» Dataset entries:
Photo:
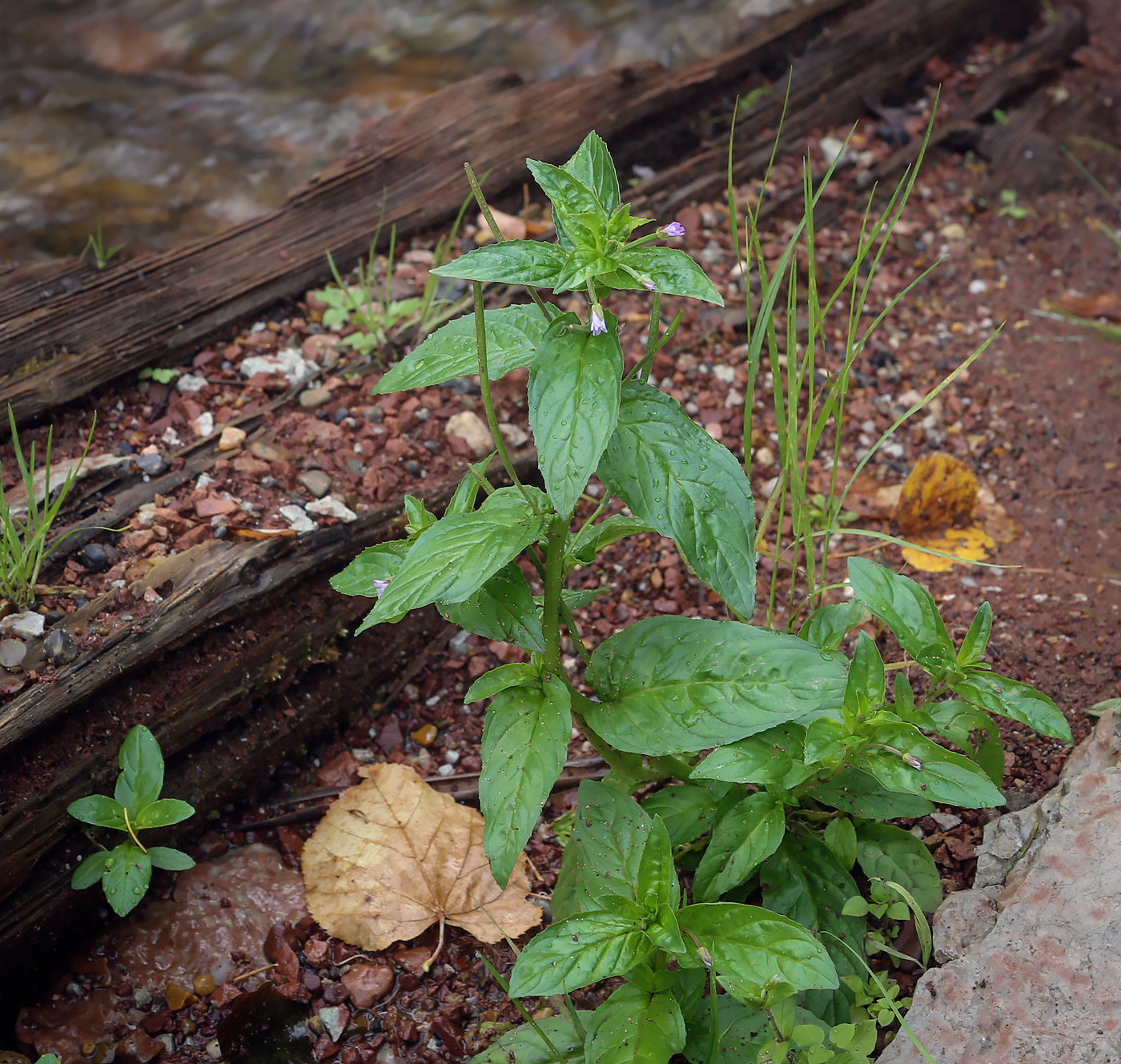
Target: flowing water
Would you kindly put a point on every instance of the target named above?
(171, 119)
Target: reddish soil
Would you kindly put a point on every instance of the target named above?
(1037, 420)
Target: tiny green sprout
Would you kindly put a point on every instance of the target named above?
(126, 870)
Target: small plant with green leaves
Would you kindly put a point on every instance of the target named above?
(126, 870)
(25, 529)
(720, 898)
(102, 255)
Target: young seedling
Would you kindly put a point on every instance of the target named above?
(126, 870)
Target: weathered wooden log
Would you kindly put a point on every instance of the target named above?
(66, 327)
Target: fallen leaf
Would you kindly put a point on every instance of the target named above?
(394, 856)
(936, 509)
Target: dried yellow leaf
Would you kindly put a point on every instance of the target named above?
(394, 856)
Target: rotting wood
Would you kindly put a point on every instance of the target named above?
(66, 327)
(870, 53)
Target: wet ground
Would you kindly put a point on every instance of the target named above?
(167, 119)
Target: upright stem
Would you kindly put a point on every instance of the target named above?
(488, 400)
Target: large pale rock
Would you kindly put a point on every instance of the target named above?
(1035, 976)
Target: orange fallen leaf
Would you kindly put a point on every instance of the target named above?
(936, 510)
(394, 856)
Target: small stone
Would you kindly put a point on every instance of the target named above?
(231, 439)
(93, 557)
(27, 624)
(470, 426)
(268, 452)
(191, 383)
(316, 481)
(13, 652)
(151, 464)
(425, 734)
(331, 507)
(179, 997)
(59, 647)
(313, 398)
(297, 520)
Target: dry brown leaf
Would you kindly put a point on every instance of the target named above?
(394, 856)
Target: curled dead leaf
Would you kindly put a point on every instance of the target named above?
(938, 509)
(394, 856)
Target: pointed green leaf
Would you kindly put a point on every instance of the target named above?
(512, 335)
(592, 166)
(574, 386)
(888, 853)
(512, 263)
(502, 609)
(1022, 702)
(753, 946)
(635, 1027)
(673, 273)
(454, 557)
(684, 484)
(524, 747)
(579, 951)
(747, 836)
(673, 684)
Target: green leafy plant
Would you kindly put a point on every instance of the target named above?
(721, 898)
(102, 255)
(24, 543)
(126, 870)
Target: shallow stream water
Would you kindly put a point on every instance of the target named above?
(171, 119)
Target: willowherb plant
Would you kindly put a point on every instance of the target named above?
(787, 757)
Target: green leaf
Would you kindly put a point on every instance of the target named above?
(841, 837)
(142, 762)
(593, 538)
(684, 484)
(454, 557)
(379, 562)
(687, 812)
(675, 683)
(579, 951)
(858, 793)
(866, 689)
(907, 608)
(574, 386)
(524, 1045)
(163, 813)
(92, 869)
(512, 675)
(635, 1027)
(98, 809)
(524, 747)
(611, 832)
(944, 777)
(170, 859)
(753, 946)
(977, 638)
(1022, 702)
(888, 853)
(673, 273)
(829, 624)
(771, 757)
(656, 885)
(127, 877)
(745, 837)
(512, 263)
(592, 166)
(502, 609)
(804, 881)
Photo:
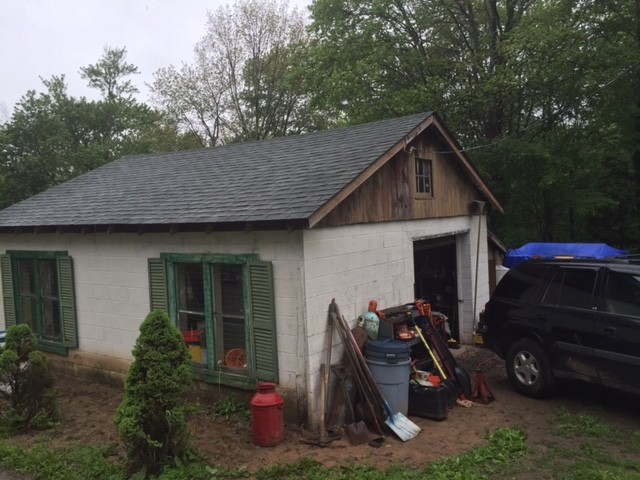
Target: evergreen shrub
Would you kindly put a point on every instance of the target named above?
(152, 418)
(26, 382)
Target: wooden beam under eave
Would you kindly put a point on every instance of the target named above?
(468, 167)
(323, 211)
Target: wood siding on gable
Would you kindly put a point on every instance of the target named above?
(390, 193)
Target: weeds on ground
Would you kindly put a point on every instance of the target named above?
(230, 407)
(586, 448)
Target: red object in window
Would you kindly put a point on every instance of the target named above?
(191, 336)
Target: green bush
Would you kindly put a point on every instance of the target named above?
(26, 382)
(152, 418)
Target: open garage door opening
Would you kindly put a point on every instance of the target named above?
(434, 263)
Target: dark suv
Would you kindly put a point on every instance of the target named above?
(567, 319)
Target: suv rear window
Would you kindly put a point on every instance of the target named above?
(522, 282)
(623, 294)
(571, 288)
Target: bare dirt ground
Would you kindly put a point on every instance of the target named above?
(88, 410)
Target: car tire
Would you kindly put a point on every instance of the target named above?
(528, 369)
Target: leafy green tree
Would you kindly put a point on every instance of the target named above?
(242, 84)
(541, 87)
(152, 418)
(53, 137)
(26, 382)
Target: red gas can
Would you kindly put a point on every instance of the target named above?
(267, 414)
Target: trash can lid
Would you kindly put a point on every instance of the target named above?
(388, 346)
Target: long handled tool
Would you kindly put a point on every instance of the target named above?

» Brief: In the reply, each line of the data must appear exactly as written, and no picture may appear.

» Result of this exercise:
Photo:
Target: flowing water
Would you kindly put a point on every instance of the target named above?
(171, 119)
Target: reddish soil
Would you kindly put a point on every instance of the target named above?
(1037, 420)
Target: tiny green sprout
Would you kindly put a point on every instance of the target named above?
(126, 870)
Target: small plant with green leaves
Would you kindly put a point on every instance of the target named above?
(126, 870)
(25, 529)
(720, 898)
(102, 255)
Target: young seedling
Would you kindly put a point on every instance of the target named above?
(126, 870)
Target: weathered wooden log
Would you kindly put a point on every instance of the target named above?
(66, 327)
Target: fallen leaf
Would you kindly put a point on every instance of the target named above?
(394, 856)
(936, 509)
Target: dried yellow leaf
Would you kindly put a point on every instance of the target named above?
(394, 856)
Target: rotting wood
Would you kindly put a point on every instance of the target named above?
(66, 327)
(870, 53)
Target: wet ground
Would you kindly put a point on every instance of the target named above?
(167, 119)
Target: upright stem
Would you kindly put a point on every instance of the target named above?
(488, 400)
Target: large pale rock
Would you kindly put a point on every instance of the target named above?
(1035, 976)
Target: orange fallen leaf
Would you kindly put a point on every instance of the target named above?
(936, 510)
(394, 856)
Target: small stone
Would you kindly put a point on every instance of the target named above?
(231, 439)
(93, 557)
(27, 624)
(470, 426)
(268, 452)
(191, 383)
(316, 481)
(13, 652)
(151, 464)
(425, 734)
(331, 507)
(179, 997)
(59, 647)
(313, 398)
(297, 520)
Target: dry brown leaf
Would you kindly put a point on every instance of the target named above?
(394, 856)
Target: curled dead leaf
Would you kindly put a point on every instance of the target named above?
(938, 509)
(394, 856)
Target: pointed green leaf
Would you kindly put a point on every instance of the target named above?
(512, 335)
(592, 166)
(574, 386)
(888, 853)
(512, 263)
(502, 609)
(1022, 702)
(753, 946)
(635, 1027)
(673, 273)
(454, 557)
(684, 484)
(524, 747)
(579, 951)
(747, 836)
(673, 684)
Target: green leafy plant
Would you kindly put a point on every instance of the target named above?
(721, 898)
(102, 255)
(24, 543)
(126, 870)
Target: shallow stream water
Would you kindly put a point on every instance of the target named above?
(171, 119)
Target: willowherb plant
Would you kindly put a point on every instance of the target named above?
(787, 757)
Target: green leaf
Would you kindly put a point on every instance of the target named above?
(841, 837)
(142, 762)
(593, 538)
(684, 484)
(454, 557)
(379, 562)
(687, 812)
(675, 683)
(579, 951)
(858, 793)
(866, 689)
(907, 608)
(574, 386)
(524, 1045)
(163, 813)
(92, 869)
(512, 675)
(635, 1027)
(98, 809)
(524, 747)
(611, 832)
(944, 777)
(170, 859)
(753, 946)
(977, 638)
(1022, 702)
(888, 853)
(673, 273)
(829, 624)
(771, 757)
(656, 885)
(127, 877)
(745, 837)
(512, 263)
(592, 166)
(502, 609)
(804, 881)
Photo:
Target: evergreen shrub
Would you kindly put a point on every instance of the target named above?
(152, 418)
(26, 382)
Target: wooden beam under eave
Would you kindly put a point on every instance of the target named above?
(468, 167)
(323, 211)
Target: wood siding on gable
Would you kindly put a point on every instance of the target named above?
(390, 193)
Target: weeds on ground
Would you kindly put a point on every instance of the target named above?
(230, 407)
(586, 448)
Target: red object in window
Would you kindly put a point on every instance of the target named above?
(191, 336)
Target: green bush
Would you kindly put a point on every instance of the target named above?
(26, 382)
(152, 418)
Target: open garage door opening
Would you kindly put a point on every instance of the target named above?
(434, 263)
Target: dark suv
Would you kindly put a point on every instance of the target named above?
(567, 319)
Target: suv rear window
Would you kindly put a point on every instance of the target named above?
(522, 282)
(623, 294)
(571, 288)
Target: bare dirt ground
Would you kindly put a point on every instance of the target named above?
(88, 410)
Target: car tire
Would you kindly put a point on every instance of the target named above?
(528, 369)
Target: leafy green tree
Would you kindly put a point on every instance of the target named above?
(242, 84)
(541, 87)
(152, 418)
(53, 137)
(26, 382)
Target: red gas can
Would you kindly put a point on every instance of the target named above?
(267, 414)
Target: trash can lid
Would you kindly put a point on every instance of the target named above?
(388, 346)
Target: long handled tool
Would you kindly put a point on every instance of the target named above?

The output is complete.